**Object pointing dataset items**
>> START

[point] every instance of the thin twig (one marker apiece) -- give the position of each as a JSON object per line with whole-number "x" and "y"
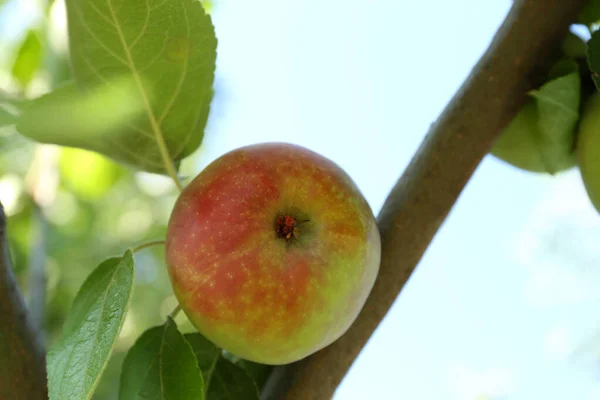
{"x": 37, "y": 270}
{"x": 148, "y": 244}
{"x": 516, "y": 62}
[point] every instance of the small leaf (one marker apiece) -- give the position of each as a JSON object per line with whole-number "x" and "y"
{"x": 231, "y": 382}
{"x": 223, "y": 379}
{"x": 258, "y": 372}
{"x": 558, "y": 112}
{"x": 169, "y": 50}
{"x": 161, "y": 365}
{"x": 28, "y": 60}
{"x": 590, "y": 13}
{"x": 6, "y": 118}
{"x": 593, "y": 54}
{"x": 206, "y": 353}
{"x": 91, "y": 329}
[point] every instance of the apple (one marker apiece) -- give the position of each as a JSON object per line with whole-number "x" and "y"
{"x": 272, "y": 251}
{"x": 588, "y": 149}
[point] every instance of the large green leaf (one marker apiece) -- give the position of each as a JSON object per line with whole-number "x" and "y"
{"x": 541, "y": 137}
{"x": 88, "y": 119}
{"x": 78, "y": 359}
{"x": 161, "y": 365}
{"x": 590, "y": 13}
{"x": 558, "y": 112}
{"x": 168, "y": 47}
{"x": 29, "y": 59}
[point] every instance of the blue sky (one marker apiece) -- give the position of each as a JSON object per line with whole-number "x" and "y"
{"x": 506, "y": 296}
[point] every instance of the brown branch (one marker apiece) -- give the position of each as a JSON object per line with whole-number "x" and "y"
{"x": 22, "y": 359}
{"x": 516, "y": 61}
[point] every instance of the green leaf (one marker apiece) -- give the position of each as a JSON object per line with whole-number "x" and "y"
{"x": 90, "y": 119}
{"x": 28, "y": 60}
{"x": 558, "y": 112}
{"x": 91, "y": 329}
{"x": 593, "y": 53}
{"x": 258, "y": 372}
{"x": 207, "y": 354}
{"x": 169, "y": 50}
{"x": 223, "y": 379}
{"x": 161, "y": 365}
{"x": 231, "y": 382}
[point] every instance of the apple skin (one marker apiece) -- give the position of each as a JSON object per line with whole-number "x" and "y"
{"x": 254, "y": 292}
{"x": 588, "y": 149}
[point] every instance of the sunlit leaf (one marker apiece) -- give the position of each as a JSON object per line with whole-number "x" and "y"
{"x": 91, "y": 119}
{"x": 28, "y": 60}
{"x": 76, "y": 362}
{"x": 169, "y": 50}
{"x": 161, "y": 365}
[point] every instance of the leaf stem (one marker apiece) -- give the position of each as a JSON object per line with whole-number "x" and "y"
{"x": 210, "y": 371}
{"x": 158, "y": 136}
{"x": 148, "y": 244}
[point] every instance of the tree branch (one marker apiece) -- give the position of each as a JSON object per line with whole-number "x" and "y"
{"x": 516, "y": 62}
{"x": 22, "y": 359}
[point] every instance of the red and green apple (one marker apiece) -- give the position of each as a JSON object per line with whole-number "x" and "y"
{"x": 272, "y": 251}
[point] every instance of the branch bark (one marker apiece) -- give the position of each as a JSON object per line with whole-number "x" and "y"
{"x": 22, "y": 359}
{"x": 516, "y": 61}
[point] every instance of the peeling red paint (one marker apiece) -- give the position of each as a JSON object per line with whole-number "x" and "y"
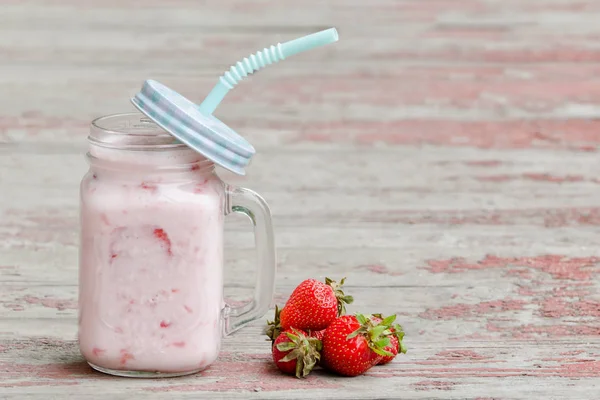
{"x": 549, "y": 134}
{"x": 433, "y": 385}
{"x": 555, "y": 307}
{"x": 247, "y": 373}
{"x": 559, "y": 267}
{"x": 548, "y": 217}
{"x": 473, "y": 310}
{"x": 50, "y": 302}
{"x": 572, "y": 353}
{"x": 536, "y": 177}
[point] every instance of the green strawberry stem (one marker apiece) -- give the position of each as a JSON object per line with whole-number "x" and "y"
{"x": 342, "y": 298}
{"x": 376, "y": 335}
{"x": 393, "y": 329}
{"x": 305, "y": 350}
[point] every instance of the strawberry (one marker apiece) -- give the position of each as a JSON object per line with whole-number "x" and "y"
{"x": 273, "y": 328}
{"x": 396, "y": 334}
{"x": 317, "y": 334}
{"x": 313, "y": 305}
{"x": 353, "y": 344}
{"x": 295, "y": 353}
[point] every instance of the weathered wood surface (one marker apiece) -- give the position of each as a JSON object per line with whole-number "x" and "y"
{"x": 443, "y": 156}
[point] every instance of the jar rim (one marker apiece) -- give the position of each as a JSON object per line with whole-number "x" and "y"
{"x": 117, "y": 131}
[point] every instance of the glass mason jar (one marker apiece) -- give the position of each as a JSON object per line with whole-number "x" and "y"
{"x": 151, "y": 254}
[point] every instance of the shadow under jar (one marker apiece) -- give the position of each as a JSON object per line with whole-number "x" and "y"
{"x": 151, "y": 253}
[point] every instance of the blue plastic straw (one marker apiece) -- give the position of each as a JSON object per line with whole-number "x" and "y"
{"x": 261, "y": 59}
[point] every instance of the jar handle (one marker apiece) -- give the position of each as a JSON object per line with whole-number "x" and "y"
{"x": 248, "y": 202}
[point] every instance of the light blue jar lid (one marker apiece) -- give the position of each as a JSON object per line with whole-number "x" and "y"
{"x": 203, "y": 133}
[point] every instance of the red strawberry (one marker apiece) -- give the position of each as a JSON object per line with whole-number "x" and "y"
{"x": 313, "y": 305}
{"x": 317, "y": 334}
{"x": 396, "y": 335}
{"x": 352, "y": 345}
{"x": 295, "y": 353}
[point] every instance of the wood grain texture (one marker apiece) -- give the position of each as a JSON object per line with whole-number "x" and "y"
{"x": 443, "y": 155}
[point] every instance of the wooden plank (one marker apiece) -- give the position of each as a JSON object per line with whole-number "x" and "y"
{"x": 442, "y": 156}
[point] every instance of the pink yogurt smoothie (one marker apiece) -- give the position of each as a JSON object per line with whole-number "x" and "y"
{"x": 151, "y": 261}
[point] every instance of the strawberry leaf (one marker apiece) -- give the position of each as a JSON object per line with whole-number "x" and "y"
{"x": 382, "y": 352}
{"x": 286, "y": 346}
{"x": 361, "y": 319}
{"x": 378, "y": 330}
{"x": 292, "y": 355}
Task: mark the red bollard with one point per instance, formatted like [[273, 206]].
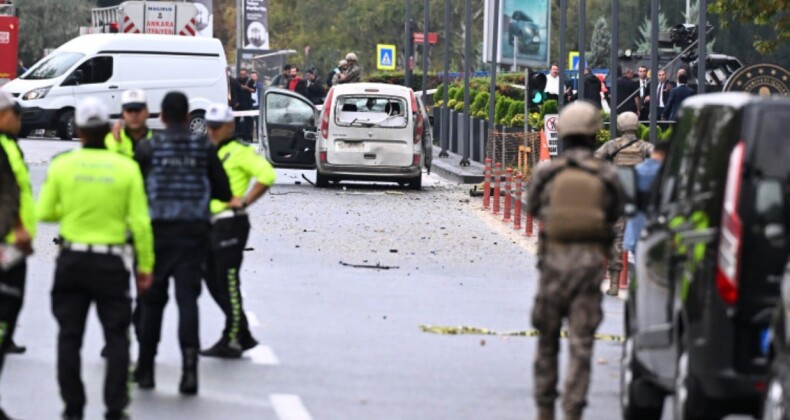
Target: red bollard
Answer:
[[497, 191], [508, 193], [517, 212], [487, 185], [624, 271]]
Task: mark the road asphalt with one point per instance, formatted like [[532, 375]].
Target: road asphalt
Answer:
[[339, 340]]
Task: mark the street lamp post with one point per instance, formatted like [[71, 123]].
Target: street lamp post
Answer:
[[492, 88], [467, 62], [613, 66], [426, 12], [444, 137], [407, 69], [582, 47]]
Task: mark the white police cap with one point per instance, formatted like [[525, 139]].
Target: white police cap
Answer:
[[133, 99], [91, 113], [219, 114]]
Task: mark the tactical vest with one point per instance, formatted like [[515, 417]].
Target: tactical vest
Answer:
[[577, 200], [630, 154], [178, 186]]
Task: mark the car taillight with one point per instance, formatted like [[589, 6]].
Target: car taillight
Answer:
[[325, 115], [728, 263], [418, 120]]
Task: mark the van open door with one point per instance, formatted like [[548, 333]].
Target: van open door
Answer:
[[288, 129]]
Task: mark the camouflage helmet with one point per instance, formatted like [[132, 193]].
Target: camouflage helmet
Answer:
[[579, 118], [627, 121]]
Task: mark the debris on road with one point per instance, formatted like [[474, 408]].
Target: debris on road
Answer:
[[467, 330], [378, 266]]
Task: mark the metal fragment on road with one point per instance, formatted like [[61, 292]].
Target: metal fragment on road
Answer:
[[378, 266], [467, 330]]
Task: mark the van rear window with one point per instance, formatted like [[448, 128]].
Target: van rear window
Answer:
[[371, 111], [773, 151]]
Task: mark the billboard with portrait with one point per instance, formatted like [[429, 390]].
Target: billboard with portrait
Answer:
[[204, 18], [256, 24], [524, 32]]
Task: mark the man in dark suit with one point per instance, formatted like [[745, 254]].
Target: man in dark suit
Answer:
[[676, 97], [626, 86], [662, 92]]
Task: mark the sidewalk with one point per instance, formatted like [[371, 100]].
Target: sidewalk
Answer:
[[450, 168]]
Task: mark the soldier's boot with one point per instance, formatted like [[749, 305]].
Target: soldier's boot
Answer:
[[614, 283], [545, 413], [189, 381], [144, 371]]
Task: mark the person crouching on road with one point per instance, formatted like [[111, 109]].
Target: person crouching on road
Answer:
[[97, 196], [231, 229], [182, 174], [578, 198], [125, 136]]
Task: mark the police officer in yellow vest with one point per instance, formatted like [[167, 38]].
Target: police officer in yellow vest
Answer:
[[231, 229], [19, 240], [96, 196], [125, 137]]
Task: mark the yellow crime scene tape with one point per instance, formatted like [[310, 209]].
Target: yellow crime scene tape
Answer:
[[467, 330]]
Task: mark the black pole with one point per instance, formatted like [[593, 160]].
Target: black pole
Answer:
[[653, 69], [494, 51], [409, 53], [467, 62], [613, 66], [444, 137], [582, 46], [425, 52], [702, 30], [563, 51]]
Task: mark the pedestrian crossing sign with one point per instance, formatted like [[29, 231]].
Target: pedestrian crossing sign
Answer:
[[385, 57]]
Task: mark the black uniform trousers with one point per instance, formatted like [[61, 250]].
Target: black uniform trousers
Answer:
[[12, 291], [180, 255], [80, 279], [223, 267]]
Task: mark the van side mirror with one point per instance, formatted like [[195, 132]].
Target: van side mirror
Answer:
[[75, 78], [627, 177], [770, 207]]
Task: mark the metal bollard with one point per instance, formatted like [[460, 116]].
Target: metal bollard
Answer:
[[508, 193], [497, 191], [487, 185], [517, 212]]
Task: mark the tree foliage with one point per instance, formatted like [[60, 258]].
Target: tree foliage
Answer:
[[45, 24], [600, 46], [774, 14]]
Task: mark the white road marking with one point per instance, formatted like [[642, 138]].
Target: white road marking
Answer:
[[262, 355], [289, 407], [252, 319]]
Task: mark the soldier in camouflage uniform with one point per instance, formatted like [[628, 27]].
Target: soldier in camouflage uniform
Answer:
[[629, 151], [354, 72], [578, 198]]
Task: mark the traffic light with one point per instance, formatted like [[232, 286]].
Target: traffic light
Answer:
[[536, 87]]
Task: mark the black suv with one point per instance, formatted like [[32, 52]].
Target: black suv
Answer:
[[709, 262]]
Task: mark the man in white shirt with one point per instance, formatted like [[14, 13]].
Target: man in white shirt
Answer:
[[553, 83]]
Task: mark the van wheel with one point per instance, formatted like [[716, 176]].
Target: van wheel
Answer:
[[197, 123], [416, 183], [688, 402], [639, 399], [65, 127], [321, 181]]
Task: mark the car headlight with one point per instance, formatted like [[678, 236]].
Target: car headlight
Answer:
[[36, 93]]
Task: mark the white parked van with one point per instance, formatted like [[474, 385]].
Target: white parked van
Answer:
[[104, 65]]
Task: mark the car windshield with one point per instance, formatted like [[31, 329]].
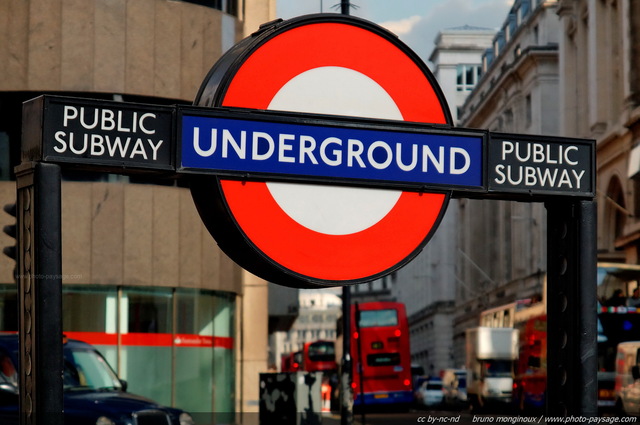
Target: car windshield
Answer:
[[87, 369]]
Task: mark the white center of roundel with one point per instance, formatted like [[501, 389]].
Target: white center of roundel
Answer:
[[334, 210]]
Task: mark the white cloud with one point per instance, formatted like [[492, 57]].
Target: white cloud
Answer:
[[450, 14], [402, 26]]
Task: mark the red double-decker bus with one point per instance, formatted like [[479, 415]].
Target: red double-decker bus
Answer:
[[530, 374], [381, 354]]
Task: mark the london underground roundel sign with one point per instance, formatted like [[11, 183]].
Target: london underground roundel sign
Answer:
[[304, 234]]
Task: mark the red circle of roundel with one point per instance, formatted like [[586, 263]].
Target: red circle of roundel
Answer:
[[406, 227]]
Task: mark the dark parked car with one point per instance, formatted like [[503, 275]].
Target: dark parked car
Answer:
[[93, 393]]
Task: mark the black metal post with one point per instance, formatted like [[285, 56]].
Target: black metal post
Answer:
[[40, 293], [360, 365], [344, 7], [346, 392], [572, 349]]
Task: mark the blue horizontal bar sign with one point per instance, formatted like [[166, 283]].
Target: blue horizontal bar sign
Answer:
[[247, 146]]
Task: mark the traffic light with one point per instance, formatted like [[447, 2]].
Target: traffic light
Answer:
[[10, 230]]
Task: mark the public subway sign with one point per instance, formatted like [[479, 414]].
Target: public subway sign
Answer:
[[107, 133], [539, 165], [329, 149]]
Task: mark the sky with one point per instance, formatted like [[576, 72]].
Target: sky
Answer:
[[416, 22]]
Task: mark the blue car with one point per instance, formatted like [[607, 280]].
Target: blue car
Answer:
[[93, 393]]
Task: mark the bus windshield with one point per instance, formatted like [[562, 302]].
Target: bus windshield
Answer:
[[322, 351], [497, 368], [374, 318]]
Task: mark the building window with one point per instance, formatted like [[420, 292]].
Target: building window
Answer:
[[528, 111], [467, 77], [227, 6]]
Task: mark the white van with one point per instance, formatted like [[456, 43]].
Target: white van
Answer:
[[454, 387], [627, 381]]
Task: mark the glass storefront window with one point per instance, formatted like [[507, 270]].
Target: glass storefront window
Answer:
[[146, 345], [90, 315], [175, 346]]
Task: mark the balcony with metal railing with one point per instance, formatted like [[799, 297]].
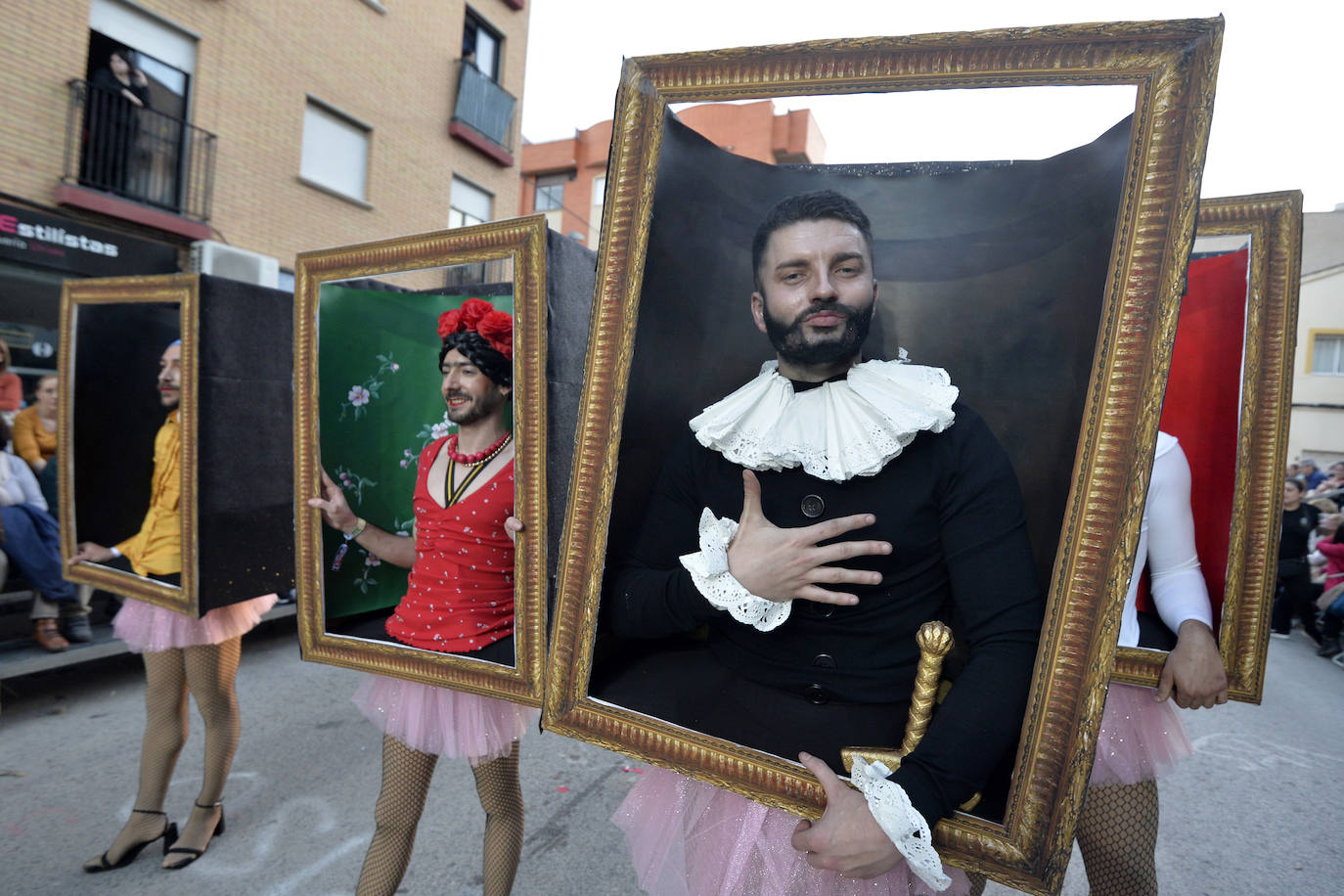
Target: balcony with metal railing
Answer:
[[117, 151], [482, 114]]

>> END

**SET PROBLEM**
Rewrite the items starting with the line with "Task: mark the yellow" and going on through the line with "[[467, 330]]", changing "crime scene tape" to "barrier tape" and leaving everything else the same.

**RESULT OF THE TASK**
Task: mark the yellow barrier tape with one point per instance, formatted like [[310, 209]].
Target: yellow barrier tape
Answer:
[[467, 330]]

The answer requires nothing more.